→ Source document
>>>>

Re: stable paging

oops, wrong mailing list.  sorry. please ignore.

         -- Sandro


On 02/16/2014 02:49 PM, Sandro Hawke wrote:
> Sorry I didn't propose this months ago.   It's taken me some time to 
> see this solution clearly.   Thanks to Eric and Andrei for being 
> sounding boards.   They haven't seen this particular framing, though.
>
> This is my proposal for "stable paging", a way to prevent the "lossy 
> paging" problem in the currect spec and highlighted in RFC-5005.  I 
> believe it can be implemented efficiently, and isn't prohibitively 
> complicated.  I'd like to see it in the LC draft, marked "at risk" in 
> case it turns out to be harder to implement than I think.
>
> *static paging*
>
> First, let me define something simpler, which I'll call "static 
> paging".  With static paging, the server embeds the etag of the paged 
> resource into the paging URLs.  When it responds to the paging URLs, 
> it checks to make sure the etag is still the same. If it's not, then 
> the server responds with a 410 GONE.  Now the client knows it needs to 
> re-initiate paging.
>
> With static paging, the client gets a perfect view of the resource, 
> with no loss, no corruption.  And it's trivial to implement.  The 
> problem is that resources that are large enough to require paging are 
> likely to change frequently, so a client would be unable to follow 
> PREV/NEXT links very many hops before the resource changed and the 
> client had to start again.  It might be it could never get more than 
> 10 pages in before it had to start again.  That doesn't seem acceptable.
>
> *stable paging definition*
>
> With "stable paging" I propose a looser requirement.  We allow the 
> graph to change during paging, but each triple which could 
> theoretically ever be in the graph is assigned to a particular page. 
> This results in certain guarantees for the client. Specifically, if 
> the client traverses all the pages with stable paging, (1) every 
> triple it sees must have been in the graph at some point during the 
> traversal, and (2) every triple it does not see must have been absent 
> from the graph at some point during the traversal.  In other words, 
> the error is limited to exactly those triples that changed during the 
> traversal.  (With lossy paging, the client may miss triples that were 
> always in the graph.)

<<<<

→ Given request A
Summarize the stable paging email in two sentences.
→ Given request B
Carry the stable paging email forward from its last sentence.

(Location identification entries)
>>>>

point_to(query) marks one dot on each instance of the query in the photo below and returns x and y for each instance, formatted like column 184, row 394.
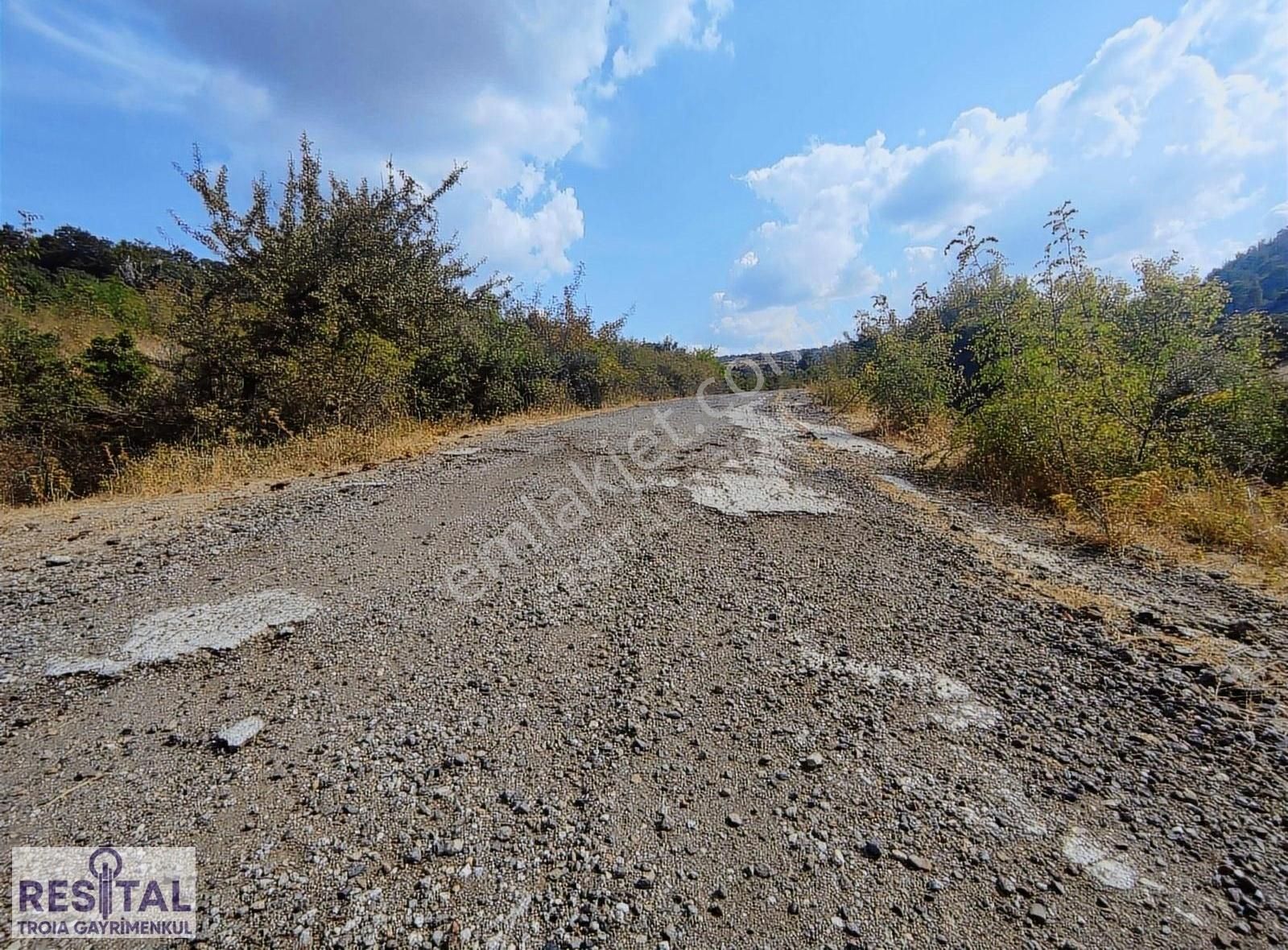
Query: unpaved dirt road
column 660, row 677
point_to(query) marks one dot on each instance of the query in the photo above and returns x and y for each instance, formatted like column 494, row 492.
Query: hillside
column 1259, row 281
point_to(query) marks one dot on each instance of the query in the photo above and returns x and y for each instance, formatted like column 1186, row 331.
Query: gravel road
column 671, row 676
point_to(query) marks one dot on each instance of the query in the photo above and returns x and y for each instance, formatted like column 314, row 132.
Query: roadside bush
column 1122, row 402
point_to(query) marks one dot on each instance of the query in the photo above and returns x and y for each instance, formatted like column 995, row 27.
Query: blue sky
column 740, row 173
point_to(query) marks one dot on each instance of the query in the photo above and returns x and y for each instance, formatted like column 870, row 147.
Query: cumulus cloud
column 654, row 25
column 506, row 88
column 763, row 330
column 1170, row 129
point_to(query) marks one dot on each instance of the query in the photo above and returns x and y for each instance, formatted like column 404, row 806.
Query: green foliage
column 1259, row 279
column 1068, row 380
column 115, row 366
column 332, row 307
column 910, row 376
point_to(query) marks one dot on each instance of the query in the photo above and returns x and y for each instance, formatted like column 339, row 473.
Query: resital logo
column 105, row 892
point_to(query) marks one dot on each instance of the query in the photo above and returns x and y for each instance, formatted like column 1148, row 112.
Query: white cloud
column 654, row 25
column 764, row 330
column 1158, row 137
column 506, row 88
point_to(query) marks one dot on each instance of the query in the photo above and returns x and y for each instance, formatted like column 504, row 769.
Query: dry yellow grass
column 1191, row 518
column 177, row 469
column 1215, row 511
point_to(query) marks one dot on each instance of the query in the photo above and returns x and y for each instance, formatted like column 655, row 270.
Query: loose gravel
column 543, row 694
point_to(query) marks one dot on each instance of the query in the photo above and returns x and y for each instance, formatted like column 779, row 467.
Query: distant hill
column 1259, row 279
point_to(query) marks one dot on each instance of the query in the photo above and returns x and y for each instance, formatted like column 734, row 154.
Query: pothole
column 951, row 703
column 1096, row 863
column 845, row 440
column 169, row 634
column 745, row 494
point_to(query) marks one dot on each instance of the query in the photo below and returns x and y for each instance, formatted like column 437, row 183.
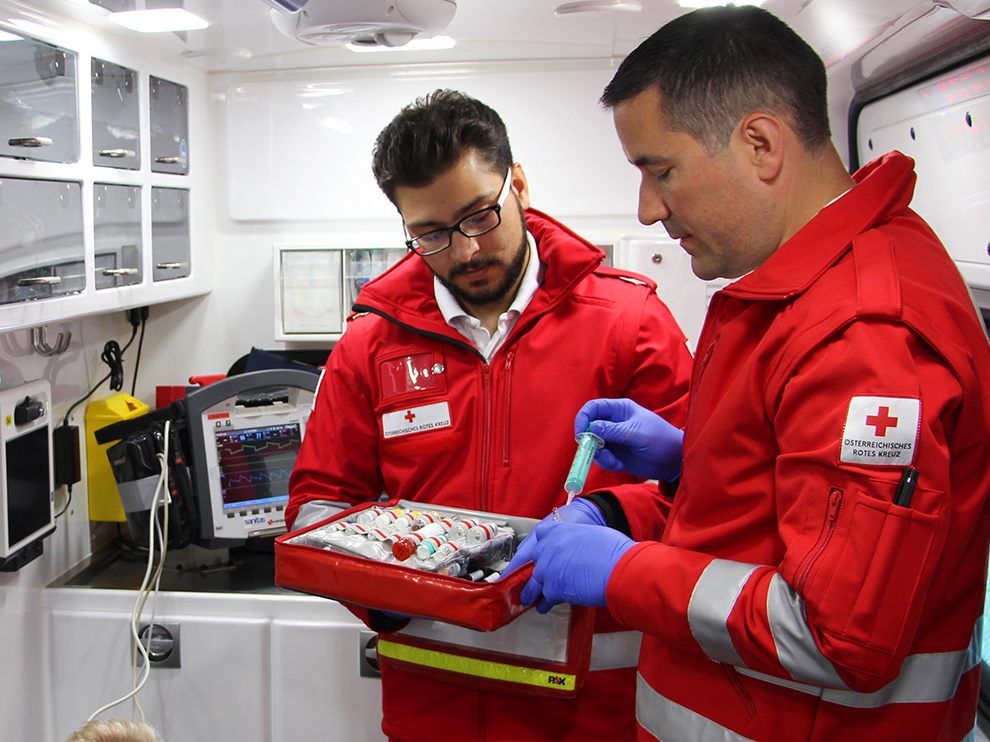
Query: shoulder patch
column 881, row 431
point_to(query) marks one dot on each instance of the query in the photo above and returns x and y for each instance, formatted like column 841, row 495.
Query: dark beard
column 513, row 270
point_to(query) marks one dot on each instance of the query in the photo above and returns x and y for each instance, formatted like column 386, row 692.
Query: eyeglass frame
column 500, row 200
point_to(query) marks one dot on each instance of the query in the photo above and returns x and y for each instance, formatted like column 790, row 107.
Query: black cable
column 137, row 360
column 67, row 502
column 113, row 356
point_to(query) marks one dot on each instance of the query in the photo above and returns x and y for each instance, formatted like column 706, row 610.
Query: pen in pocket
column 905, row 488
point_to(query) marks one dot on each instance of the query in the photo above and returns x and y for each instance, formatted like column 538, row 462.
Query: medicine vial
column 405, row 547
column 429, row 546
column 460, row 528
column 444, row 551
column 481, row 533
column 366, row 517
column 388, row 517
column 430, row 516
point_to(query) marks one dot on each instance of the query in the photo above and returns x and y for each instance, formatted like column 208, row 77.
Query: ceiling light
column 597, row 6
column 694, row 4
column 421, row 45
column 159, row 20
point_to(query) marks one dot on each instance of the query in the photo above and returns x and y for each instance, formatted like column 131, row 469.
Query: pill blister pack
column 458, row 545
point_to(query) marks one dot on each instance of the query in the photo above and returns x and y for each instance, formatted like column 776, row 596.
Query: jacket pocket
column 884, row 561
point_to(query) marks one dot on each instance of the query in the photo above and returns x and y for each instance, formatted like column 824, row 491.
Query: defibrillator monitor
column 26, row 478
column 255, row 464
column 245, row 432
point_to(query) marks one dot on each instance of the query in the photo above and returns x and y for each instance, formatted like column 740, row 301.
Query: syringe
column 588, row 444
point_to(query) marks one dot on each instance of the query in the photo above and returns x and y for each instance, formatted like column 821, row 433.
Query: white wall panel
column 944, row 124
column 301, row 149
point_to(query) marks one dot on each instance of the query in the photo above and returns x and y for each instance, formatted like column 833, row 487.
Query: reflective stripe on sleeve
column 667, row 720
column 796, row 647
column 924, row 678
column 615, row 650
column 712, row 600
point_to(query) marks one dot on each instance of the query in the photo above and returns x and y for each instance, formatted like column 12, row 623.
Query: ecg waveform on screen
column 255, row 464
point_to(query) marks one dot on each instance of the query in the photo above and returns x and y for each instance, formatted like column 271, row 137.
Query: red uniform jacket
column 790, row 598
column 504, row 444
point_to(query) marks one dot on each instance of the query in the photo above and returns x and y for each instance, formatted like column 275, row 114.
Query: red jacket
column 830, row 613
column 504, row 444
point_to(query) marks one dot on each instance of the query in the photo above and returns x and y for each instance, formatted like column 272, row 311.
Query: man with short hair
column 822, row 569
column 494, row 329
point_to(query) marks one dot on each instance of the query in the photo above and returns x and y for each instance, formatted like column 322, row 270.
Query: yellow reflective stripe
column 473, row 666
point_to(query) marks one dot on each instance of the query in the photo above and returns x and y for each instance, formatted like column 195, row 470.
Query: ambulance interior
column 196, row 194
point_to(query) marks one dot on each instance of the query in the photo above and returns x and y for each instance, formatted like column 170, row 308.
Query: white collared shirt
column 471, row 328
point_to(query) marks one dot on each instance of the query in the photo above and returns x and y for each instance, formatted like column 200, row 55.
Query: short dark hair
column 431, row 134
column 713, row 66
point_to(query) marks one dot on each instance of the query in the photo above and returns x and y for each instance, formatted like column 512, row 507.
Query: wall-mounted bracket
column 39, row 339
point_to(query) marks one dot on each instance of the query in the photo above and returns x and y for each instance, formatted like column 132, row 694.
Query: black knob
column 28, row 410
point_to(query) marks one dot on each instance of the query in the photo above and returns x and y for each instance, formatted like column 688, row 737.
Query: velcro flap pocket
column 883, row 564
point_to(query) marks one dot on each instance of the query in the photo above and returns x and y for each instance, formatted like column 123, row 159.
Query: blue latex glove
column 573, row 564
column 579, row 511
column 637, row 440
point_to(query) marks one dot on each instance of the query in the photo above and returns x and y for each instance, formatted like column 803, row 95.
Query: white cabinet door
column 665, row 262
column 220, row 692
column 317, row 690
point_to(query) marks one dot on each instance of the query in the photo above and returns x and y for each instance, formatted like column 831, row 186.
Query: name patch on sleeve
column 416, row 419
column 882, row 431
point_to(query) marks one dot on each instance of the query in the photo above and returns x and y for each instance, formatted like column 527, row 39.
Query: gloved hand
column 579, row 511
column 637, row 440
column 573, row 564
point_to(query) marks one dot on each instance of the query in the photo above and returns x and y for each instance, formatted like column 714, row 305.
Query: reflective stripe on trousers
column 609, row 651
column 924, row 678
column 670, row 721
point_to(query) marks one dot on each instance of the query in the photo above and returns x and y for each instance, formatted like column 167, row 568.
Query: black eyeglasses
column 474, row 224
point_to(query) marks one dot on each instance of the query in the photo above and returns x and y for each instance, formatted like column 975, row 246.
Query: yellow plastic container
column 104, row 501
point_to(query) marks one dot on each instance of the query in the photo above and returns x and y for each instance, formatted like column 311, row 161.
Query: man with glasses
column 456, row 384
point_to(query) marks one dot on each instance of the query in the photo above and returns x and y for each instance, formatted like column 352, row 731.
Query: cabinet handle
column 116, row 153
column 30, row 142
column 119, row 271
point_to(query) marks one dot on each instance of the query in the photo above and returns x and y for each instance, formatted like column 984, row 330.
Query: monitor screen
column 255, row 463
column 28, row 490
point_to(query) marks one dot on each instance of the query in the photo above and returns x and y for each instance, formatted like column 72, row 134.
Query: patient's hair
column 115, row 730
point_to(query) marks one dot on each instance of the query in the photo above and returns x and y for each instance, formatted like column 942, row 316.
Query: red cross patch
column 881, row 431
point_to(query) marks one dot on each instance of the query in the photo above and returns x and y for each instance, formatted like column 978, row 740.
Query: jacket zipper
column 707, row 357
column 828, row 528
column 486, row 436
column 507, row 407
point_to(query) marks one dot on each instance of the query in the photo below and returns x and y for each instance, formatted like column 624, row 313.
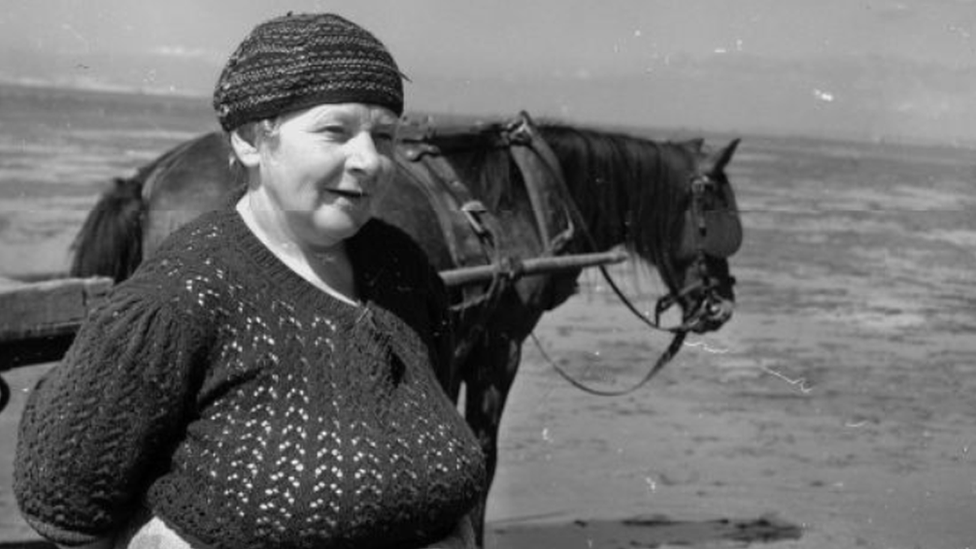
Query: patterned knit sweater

<<<<

→ Task response A
In a message later withdrawn as sent to the wrong mailing list, the author proposes "stable paging" to prevent the lossy paging problem. The author contrasts it with static paging, where the server embeds the resource's etag in paging URLs and returns 410 GONE once the etag changes, and explains that stable paging instead lets the graph change while assigning every possible triple to a particular page, so errors are limited to exactly the triples that changed during the traversal.

→ Task response B
>
> *directory example *
>
> Let's consider the common case: we're paging an LDPC which has a sort 
> order.  (In fact, I expect this will be the only case where paging 
> will be implemented by most LDP servers.  When else would it ever 
> actually be useful?)  Maybe it's a directory of employees, sorted by 
> the foaf:name of each person.  The FIRST page has the folks at the 
> beginning of the alphabet; the LAST page has the folks at the end.
>
> It's a big directory, and people are being added and removed all the time.
>
> With lossy paging, and a server that naively just puts 100 people per 
> page, if a name were deleted during forward paging or added during 
> reverse paging, the client would simply, silently miss a person. 
> Displayed to a user this might be okay, but if the client is the 
> payroll system, or an acl system, or a spam filter lookup, or an 
> emergency alert system, missing even a single person is inexcusable.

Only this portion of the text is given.